(Image labeling data)
------------------------------------------------
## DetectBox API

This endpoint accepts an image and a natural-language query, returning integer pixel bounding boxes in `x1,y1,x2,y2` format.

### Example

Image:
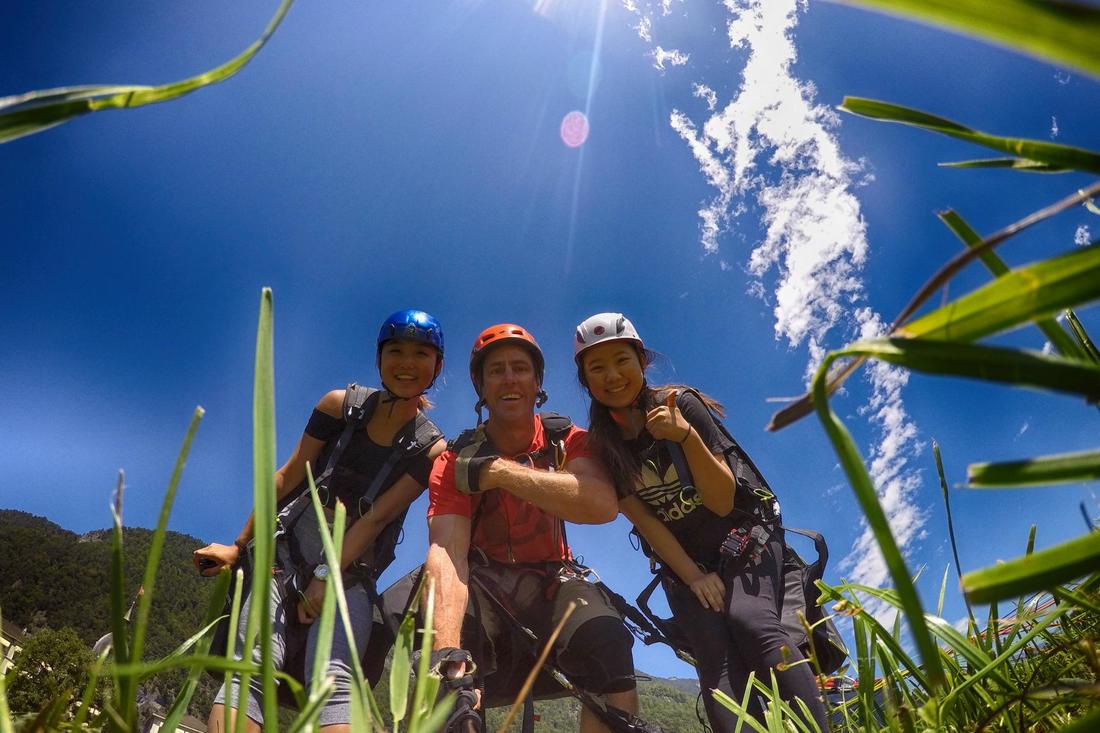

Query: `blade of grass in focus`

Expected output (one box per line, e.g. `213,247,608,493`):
237,287,278,733
111,469,134,710
939,157,1069,173
932,440,978,628
0,0,294,143
938,209,1088,359
1066,310,1100,362
963,533,1100,603
840,97,1100,174
163,570,230,731
813,353,946,689
967,450,1100,489
306,466,381,731
895,244,1100,341
827,0,1100,77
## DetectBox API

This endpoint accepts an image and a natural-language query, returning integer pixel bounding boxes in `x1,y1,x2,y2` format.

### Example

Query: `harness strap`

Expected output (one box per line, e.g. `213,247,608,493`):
470,572,668,733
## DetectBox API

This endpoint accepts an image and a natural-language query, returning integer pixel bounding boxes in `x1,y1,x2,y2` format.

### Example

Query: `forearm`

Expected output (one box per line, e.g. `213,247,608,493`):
681,429,736,516
424,544,470,649
482,460,617,524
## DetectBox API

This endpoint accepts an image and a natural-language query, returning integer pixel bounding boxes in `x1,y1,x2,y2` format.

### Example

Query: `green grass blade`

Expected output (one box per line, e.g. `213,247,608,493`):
897,244,1100,341
1058,708,1100,733
813,353,945,688
127,407,204,723
840,97,1100,173
967,450,1100,489
111,469,133,710
306,466,372,730
0,607,15,733
939,157,1069,173
289,677,334,733
0,0,294,143
939,209,1087,359
963,533,1100,603
827,0,1100,77
306,484,343,699
163,570,230,731
1066,310,1100,362
237,287,278,731
389,608,416,725
221,568,244,731
932,440,978,628
834,339,1100,402
712,688,768,733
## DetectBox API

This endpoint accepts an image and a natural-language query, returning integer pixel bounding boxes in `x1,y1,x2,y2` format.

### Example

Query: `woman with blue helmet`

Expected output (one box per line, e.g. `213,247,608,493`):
573,313,828,733
195,310,444,733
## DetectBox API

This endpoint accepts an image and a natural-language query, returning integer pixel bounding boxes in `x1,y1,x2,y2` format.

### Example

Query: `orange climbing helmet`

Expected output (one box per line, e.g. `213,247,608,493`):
470,324,546,397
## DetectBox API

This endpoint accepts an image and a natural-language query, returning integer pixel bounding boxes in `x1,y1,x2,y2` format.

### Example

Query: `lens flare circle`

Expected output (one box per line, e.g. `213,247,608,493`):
561,109,589,147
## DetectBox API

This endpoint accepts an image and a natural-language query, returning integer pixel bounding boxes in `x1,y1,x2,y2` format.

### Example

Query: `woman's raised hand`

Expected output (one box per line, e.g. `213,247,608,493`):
646,390,692,442
191,543,241,576
688,572,726,612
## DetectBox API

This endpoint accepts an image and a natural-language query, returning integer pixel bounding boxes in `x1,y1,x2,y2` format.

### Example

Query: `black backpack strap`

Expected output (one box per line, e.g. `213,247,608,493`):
531,412,573,471
783,527,828,586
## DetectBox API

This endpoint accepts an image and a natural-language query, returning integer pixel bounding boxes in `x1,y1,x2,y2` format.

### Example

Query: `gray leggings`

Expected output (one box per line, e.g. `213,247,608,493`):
213,579,371,726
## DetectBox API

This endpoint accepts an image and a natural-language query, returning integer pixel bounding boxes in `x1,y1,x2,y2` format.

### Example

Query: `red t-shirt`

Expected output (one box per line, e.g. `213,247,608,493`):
428,415,592,562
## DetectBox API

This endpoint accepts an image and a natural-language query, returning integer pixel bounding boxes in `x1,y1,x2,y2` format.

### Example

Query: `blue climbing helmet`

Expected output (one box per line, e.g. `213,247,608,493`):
377,308,443,359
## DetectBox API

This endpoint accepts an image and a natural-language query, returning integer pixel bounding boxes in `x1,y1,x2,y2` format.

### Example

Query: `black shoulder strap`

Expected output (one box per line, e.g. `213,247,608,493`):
359,413,443,514
273,382,378,532
539,412,573,471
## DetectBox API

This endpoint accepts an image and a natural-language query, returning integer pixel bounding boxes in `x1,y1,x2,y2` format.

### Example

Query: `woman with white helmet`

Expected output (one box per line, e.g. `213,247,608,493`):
574,313,827,733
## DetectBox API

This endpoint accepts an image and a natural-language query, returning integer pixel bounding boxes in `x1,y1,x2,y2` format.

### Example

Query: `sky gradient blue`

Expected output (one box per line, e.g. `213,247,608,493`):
0,0,1100,676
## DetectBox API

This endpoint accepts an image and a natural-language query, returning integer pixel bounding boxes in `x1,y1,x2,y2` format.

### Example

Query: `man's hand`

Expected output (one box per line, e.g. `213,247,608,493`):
298,578,327,625
646,390,692,442
688,572,726,613
191,543,241,577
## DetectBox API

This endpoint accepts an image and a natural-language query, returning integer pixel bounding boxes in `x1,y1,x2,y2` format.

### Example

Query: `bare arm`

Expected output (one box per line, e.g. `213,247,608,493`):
481,458,618,524
619,495,725,611
646,392,737,516
426,514,471,649
340,440,447,568
193,390,344,576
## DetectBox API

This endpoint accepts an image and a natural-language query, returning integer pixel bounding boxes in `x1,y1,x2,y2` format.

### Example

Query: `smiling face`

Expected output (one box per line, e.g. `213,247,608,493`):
481,343,540,420
378,339,442,397
581,341,646,409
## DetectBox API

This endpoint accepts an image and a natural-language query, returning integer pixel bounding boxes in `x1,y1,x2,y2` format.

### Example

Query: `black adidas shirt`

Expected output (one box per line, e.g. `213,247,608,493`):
626,392,734,570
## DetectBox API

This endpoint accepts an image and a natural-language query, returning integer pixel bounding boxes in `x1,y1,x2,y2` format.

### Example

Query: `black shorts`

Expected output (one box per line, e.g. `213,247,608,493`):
462,558,634,707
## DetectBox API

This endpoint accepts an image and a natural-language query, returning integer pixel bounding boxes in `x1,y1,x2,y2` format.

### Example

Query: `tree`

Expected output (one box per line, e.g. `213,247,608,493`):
8,626,100,712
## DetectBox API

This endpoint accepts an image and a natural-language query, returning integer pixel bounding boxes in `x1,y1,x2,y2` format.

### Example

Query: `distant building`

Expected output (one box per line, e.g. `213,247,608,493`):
145,711,207,733
0,619,26,675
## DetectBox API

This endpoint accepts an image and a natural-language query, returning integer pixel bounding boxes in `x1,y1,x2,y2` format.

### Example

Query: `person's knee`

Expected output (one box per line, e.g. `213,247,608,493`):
558,616,637,694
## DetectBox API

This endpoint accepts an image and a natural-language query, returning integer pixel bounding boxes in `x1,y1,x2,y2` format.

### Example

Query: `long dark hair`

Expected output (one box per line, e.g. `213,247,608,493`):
576,346,726,496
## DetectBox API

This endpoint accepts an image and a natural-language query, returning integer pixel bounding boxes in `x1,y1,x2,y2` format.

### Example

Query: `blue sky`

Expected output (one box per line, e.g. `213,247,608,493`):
0,0,1100,676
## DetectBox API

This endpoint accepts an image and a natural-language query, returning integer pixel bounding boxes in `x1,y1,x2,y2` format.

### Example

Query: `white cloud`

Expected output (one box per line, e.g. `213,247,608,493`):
691,84,718,112
650,46,691,72
670,0,927,612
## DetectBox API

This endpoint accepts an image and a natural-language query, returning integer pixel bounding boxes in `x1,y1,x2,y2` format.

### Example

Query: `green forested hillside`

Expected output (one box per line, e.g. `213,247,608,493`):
0,510,701,733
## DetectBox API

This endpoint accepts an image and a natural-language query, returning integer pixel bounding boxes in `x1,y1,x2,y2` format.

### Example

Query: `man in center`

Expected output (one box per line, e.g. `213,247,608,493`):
427,324,638,733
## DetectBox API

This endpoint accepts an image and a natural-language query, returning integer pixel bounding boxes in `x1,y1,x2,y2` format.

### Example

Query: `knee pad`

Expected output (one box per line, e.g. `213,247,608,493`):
558,616,637,694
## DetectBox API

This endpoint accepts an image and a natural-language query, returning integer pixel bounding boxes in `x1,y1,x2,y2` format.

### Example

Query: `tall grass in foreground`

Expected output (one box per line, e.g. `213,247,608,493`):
0,288,449,733
756,0,1100,731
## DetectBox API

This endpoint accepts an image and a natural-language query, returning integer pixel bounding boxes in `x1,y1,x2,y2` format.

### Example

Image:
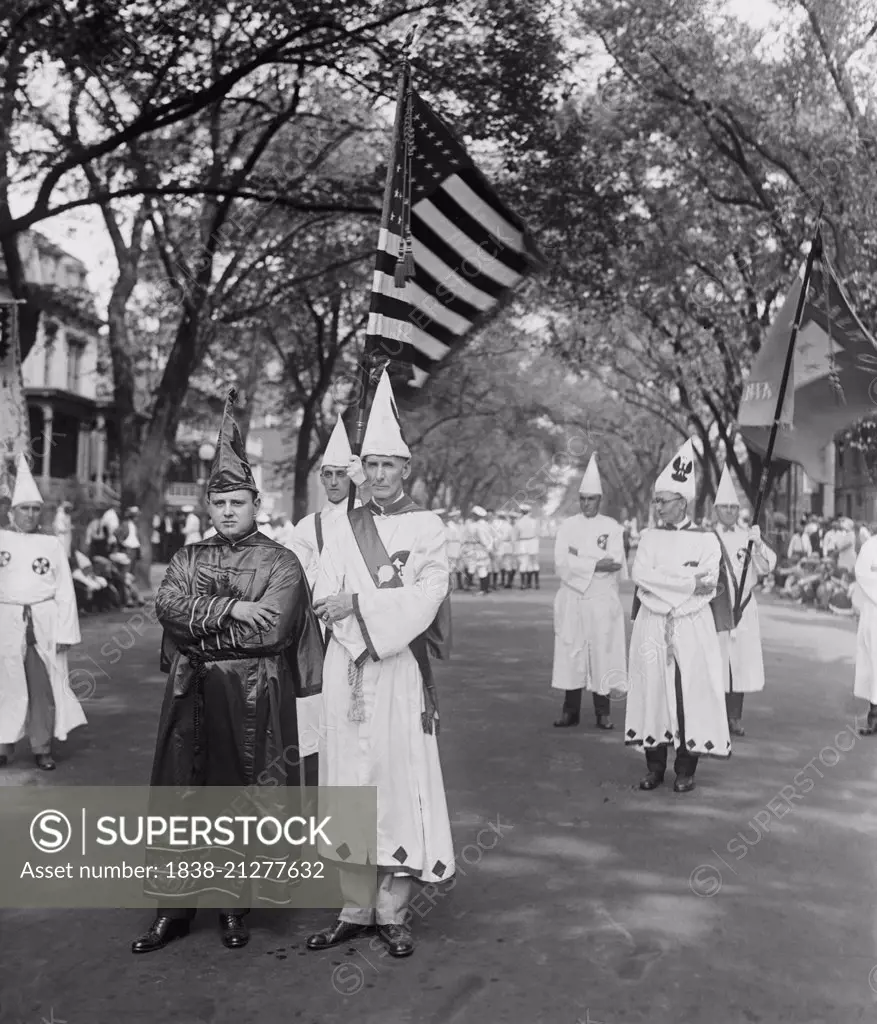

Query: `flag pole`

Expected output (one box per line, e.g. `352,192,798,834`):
347,25,417,512
734,200,825,614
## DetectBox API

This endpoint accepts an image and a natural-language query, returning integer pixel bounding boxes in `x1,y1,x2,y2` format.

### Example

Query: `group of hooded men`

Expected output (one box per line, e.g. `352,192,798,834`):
551,440,777,793
8,374,877,956
435,503,540,597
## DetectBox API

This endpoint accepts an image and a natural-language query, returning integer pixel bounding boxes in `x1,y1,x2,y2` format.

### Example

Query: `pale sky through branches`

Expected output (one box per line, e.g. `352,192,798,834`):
18,0,781,310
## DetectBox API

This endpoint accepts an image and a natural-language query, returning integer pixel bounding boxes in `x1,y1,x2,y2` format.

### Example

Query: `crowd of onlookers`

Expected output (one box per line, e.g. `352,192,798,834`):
51,502,292,614
764,515,864,615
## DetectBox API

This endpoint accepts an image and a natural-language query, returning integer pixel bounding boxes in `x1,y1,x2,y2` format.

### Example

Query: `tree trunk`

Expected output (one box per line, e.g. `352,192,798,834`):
292,401,315,523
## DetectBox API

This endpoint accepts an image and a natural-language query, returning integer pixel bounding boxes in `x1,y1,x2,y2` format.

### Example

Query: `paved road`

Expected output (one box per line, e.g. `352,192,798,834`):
0,552,877,1024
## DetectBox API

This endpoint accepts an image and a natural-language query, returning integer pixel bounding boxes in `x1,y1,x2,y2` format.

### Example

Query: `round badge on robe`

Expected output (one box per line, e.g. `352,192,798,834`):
375,551,411,587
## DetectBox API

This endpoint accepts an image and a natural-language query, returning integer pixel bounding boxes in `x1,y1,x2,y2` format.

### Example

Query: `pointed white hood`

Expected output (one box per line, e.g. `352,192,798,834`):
715,463,740,505
12,455,43,508
320,416,352,469
362,370,411,459
655,438,696,502
579,455,602,495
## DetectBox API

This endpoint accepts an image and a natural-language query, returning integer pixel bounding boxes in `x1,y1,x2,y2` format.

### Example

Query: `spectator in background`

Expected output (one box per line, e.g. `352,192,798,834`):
70,550,115,612
256,512,275,541
273,515,295,549
786,523,813,563
834,519,855,574
182,505,201,545
822,519,842,558
83,512,105,558
100,505,122,555
804,515,823,555
119,505,140,572
52,502,73,558
162,509,180,562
------------------------------------------------
▶ Directive: From the start of the rows through the line with "482,460,617,524", switch "endpoint" to "service" and write those lines out again with everything else unchanged. Leave the pictures out.

▶ Written reply:
## DetectBox API

This service accepts an image and a natural-language query, returning integer pixel bounding boxes in `x1,y1,x2,y2` format.

### Example

Image:

Query: `blade of grass in focus`

Expected output (one box per line, e.g. `213,247,608,493`):
237,287,278,733
111,469,134,710
939,157,1069,173
932,440,978,628
0,0,294,143
938,209,1088,359
1066,310,1100,362
963,533,1100,603
840,97,1100,174
163,570,230,731
813,353,946,689
967,450,1100,489
306,466,381,731
895,244,1100,341
827,0,1100,77
## DetectBox API

This service accepts an image and a natural-language query, returning integer pixel bounding boxes in `x1,y1,x2,y2` format.

### Example

Query: `harness strap`

Expected output (one box per line, e.g. `213,247,608,493`):
470,572,668,733
## DetectBox API

This service accepts an image and a natural-language query, returning integer pixel bounding boxes in `x1,y1,x2,y2` format.

### Example

Query: `forearm`

Expected output (one box per line, e.g. `213,247,608,493`):
681,429,736,516
424,544,470,649
482,460,617,524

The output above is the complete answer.